──────── Provided records

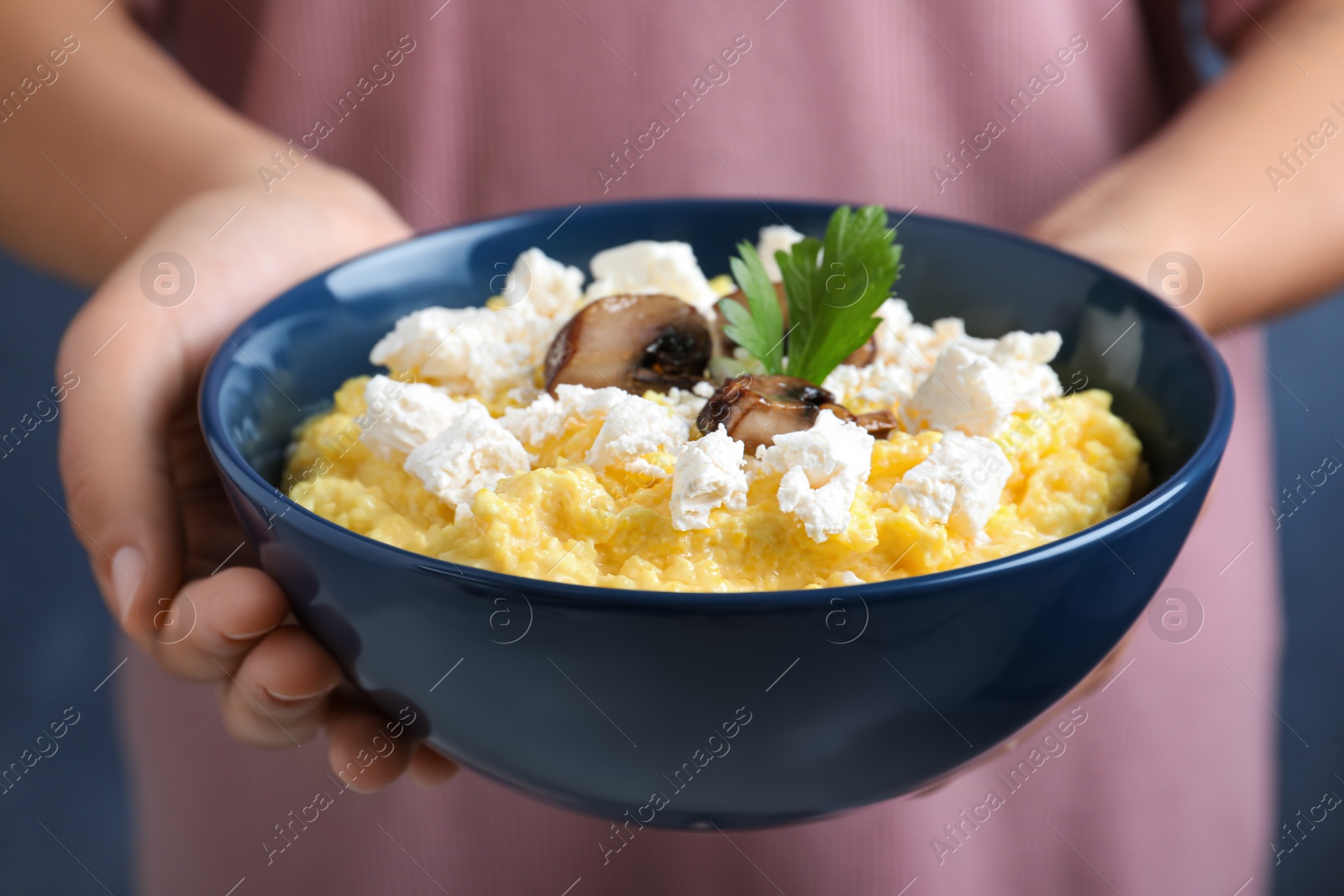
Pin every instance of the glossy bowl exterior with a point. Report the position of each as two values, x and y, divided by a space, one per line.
741 710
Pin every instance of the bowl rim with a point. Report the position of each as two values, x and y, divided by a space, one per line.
1203 461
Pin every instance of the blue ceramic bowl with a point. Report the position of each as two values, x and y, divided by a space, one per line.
739 710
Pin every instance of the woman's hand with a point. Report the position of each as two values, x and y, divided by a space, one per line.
1242 183
141 490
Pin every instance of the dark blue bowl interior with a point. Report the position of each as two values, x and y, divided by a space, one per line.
1005 640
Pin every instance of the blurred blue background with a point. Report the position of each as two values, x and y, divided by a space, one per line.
66 821
65 828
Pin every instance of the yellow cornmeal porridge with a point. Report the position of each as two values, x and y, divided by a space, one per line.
1073 464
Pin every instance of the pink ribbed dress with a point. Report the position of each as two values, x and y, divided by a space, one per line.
475 107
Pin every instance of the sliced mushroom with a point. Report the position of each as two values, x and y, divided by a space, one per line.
877 423
860 356
756 409
636 343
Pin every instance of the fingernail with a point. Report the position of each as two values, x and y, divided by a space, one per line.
291 698
249 636
128 569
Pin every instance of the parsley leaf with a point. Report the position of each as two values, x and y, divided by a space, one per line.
759 327
833 296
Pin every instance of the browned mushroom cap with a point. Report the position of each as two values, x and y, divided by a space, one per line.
636 343
756 409
877 423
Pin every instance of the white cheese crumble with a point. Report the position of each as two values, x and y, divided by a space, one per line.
709 474
879 385
776 239
543 285
405 416
470 351
475 453
647 266
976 385
687 405
823 469
633 429
960 484
548 417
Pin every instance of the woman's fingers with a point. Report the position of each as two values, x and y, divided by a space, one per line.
114 457
363 750
429 768
205 631
279 694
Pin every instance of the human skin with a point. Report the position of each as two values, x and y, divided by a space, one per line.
131 134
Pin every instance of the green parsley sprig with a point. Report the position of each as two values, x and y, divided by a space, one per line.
833 288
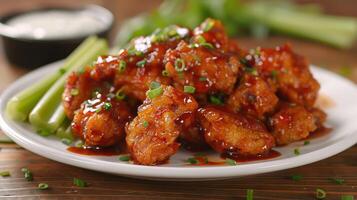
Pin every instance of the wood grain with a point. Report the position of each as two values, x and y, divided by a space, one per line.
271 186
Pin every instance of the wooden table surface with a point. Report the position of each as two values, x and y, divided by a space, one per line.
277 185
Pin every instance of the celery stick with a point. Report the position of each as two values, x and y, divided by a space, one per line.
48 114
336 31
19 106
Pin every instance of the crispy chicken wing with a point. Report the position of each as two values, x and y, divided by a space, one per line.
152 135
101 120
291 123
234 134
253 96
286 72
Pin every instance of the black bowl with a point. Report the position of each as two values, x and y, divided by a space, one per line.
32 53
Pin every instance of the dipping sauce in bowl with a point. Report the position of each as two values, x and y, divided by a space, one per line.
37 37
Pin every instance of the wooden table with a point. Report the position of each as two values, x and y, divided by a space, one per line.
277 185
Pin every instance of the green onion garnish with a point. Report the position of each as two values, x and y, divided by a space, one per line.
79 144
202 78
230 162
145 124
179 65
155 92
122 66
208 25
154 85
27 174
250 193
320 193
124 158
5 173
165 72
107 106
43 133
347 197
141 63
74 92
215 100
66 141
120 95
192 161
42 186
78 182
62 71
296 177
189 89
337 181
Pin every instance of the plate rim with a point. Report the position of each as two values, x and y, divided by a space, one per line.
164 172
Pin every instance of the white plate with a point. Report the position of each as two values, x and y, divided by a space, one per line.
341 116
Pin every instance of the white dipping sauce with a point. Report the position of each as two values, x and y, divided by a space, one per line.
55 24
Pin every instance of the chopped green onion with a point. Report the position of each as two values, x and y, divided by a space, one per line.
165 73
74 92
180 65
208 25
345 71
79 144
192 161
78 182
231 162
62 71
66 141
251 70
337 181
155 92
5 173
215 100
202 78
250 193
296 177
274 74
347 197
145 124
27 174
42 186
320 193
154 85
43 133
120 95
122 66
124 158
141 63
107 106
189 89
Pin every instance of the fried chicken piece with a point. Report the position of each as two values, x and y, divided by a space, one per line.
144 60
286 72
291 123
234 134
152 135
100 121
208 70
253 96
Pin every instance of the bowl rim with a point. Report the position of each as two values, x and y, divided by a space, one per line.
103 13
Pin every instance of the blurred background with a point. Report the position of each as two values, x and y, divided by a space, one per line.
323 31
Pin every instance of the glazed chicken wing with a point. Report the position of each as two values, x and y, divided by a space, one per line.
152 135
234 134
291 123
286 72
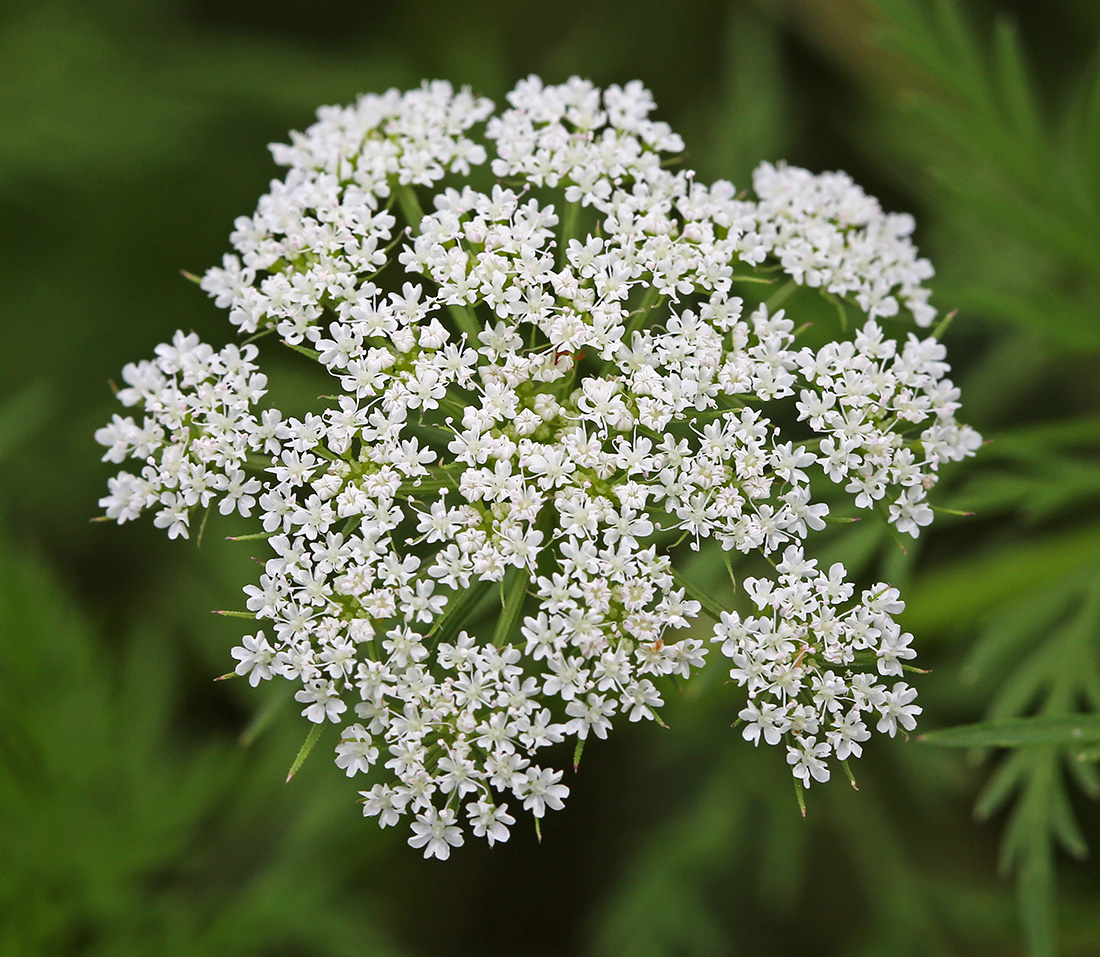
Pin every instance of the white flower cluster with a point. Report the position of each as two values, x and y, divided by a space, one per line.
560 389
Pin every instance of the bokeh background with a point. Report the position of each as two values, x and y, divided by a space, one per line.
142 806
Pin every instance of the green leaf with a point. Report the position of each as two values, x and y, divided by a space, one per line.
307 746
515 593
1018 733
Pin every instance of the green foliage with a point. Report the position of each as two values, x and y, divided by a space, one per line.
118 835
131 822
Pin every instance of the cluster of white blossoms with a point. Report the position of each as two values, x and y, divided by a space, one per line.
546 391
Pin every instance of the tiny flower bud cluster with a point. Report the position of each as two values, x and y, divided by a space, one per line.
805 663
560 389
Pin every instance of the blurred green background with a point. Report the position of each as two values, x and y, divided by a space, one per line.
132 817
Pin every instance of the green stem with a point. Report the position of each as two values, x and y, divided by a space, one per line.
410 207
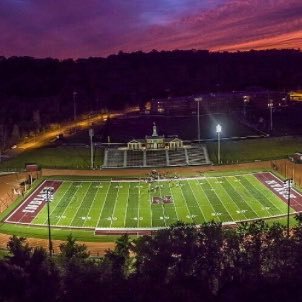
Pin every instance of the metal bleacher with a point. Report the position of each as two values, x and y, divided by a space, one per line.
114 158
177 157
156 158
123 158
135 158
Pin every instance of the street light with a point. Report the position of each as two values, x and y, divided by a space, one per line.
198 100
246 100
270 106
48 195
289 182
218 130
91 134
74 105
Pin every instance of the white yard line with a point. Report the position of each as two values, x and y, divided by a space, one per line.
54 208
115 202
233 200
221 202
206 196
204 218
91 205
66 208
103 204
28 197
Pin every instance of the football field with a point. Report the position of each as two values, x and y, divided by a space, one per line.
143 204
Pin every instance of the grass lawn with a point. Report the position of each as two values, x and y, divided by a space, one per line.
255 149
55 157
131 204
82 205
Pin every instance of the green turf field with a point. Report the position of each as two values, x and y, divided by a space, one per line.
129 204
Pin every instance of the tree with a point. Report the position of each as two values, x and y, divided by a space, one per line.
72 250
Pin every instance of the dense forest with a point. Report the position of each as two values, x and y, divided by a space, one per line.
37 92
28 84
254 262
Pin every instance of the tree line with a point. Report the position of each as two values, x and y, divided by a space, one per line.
253 262
28 84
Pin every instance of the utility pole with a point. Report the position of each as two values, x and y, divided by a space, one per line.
198 100
289 184
270 106
218 130
91 134
48 199
74 105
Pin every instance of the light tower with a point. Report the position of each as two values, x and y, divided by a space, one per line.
198 100
74 105
48 195
218 131
91 134
289 183
270 106
246 100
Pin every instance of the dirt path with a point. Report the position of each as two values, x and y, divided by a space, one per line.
95 248
10 182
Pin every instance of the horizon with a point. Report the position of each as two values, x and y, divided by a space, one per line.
77 29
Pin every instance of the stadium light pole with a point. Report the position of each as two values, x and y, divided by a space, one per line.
48 197
74 105
246 100
270 106
91 134
289 182
198 100
218 130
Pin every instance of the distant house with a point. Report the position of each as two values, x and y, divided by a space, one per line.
155 142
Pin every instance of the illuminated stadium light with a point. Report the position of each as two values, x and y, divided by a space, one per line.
218 130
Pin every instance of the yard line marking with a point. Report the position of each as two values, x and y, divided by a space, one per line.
272 205
59 202
67 207
204 218
231 198
173 201
93 201
185 202
221 203
28 197
100 215
162 206
206 196
125 215
115 202
250 194
80 205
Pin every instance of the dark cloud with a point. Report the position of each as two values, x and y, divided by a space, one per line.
81 28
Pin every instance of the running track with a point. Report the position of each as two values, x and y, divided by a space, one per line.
32 205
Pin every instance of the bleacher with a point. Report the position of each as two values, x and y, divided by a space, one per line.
177 157
196 156
123 158
114 158
135 158
156 158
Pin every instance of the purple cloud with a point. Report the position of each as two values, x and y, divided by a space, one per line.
81 28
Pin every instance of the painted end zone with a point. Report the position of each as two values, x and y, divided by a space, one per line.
33 204
278 187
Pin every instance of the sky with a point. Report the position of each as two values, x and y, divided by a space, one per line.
98 28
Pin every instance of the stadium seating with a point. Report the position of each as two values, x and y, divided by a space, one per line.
123 158
177 157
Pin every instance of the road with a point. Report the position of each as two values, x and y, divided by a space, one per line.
47 137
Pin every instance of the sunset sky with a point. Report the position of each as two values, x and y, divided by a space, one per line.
83 28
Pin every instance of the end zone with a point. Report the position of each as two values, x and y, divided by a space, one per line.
32 205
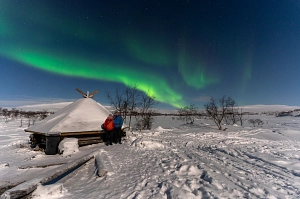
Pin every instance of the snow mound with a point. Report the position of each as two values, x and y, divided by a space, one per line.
160 129
68 146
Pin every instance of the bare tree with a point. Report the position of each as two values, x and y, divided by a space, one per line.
131 101
145 113
216 109
240 116
117 100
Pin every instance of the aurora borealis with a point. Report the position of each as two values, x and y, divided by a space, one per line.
179 51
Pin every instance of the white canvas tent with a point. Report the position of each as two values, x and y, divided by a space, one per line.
83 115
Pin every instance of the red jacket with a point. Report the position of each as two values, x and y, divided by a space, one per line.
109 124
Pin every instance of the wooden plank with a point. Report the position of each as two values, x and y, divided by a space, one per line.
29 186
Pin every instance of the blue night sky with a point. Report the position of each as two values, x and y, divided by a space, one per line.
183 52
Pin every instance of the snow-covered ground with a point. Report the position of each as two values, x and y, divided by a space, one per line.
173 160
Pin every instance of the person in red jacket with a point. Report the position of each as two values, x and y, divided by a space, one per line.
109 127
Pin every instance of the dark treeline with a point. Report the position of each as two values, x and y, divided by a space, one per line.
30 116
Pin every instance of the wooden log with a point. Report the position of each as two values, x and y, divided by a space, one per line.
100 167
29 186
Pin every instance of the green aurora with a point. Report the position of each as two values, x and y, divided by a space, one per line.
49 49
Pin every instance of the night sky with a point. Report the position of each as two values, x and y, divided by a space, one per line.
183 52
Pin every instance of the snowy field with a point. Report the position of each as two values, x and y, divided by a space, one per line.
174 160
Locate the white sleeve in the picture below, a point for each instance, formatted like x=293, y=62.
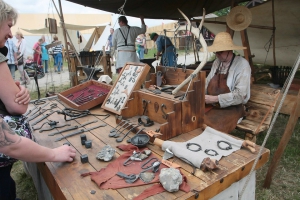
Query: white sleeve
x=22, y=48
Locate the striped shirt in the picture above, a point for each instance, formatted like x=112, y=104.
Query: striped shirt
x=12, y=49
x=57, y=49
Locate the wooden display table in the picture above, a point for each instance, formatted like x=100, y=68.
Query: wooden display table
x=65, y=182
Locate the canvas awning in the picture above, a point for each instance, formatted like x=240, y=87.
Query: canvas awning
x=159, y=9
x=287, y=24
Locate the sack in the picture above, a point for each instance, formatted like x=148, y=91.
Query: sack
x=20, y=60
x=21, y=127
x=145, y=51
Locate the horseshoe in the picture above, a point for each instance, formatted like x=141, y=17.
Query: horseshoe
x=156, y=107
x=165, y=116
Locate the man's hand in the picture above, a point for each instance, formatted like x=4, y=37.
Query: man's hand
x=210, y=99
x=23, y=96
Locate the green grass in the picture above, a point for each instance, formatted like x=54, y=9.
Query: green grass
x=24, y=183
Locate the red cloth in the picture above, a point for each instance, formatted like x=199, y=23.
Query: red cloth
x=158, y=188
x=106, y=178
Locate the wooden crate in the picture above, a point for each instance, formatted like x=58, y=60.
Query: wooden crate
x=64, y=96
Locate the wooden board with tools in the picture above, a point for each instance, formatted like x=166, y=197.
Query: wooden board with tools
x=64, y=179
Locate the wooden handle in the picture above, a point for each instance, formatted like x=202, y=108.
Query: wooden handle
x=249, y=145
x=158, y=142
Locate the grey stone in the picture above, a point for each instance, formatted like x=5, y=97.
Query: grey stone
x=143, y=156
x=147, y=152
x=170, y=178
x=106, y=153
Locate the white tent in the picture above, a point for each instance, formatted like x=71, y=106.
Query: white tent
x=287, y=23
x=72, y=30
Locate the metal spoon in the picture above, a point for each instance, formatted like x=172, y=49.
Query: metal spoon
x=129, y=140
x=119, y=132
x=112, y=134
x=121, y=139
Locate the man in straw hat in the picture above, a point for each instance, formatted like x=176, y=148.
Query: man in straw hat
x=124, y=41
x=227, y=85
x=165, y=48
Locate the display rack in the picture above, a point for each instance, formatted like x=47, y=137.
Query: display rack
x=130, y=79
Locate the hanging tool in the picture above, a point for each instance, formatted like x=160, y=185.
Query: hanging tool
x=79, y=132
x=72, y=128
x=27, y=113
x=42, y=118
x=54, y=105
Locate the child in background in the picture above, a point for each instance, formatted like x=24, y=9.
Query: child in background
x=29, y=59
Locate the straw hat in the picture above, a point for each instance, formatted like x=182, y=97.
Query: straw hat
x=223, y=42
x=239, y=18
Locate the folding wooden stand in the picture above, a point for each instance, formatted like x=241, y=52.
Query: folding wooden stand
x=171, y=116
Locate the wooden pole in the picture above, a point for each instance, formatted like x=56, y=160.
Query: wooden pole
x=247, y=52
x=273, y=16
x=283, y=142
x=66, y=44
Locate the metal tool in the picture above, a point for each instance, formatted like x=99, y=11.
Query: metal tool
x=168, y=154
x=129, y=140
x=78, y=132
x=34, y=115
x=114, y=129
x=134, y=157
x=120, y=132
x=27, y=113
x=72, y=128
x=112, y=134
x=146, y=178
x=121, y=139
x=42, y=118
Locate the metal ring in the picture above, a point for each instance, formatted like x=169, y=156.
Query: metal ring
x=195, y=150
x=226, y=148
x=208, y=150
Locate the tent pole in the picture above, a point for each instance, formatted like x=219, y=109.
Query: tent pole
x=273, y=16
x=66, y=44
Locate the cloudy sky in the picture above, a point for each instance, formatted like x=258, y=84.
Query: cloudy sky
x=46, y=6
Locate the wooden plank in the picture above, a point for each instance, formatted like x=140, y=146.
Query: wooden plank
x=287, y=106
x=289, y=130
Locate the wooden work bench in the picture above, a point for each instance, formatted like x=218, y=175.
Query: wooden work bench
x=65, y=182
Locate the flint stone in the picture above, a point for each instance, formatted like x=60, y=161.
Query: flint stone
x=147, y=152
x=106, y=153
x=170, y=178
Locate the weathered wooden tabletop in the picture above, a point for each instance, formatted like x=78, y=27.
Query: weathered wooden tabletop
x=65, y=182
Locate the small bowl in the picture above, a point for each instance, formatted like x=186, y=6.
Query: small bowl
x=140, y=140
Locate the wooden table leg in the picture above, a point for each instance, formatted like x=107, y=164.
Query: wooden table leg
x=251, y=137
x=283, y=142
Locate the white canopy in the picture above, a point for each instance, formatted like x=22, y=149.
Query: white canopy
x=287, y=23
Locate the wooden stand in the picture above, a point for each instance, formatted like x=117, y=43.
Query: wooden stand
x=76, y=69
x=171, y=116
x=94, y=102
x=130, y=79
x=283, y=142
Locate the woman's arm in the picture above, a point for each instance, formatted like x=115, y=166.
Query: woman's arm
x=24, y=149
x=8, y=92
x=22, y=48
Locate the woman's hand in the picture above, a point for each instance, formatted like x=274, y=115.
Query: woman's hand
x=210, y=99
x=64, y=154
x=23, y=96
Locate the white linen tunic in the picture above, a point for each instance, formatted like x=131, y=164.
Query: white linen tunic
x=126, y=53
x=238, y=82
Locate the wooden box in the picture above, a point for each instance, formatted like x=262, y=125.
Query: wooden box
x=130, y=79
x=90, y=88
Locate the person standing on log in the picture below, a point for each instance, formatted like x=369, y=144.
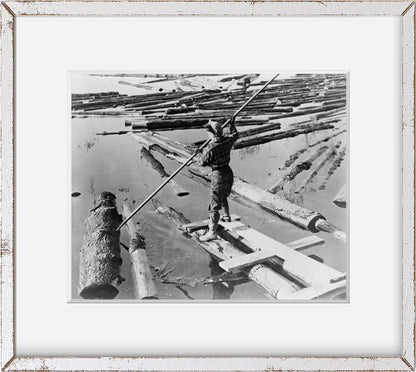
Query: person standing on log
x=217, y=156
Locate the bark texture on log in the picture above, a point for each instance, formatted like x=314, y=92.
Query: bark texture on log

────────────────

_What you will do_.
Copy out, from the records above, every line that holds the string "texture".

_Completed exercise_.
Locate the bark texture on log in the picture above, a point for each instance, formatted like x=314, y=92.
Query: bark texture on log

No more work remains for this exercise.